● Data for this task:
------------------------------------

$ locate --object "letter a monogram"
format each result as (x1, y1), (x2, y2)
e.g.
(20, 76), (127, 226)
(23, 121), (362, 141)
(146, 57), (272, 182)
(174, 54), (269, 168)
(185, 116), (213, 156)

------------------------------------

● Direction: Can you rewrite these records with "monogram" swapped for "logo" and nothing else altered?

● Exercise response:
$ locate --object "letter a logo"
format each result as (x1, y1), (x2, y2)
e.g.
(20, 76), (127, 226)
(23, 121), (362, 141)
(146, 57), (272, 182)
(174, 54), (269, 168)
(185, 116), (213, 156)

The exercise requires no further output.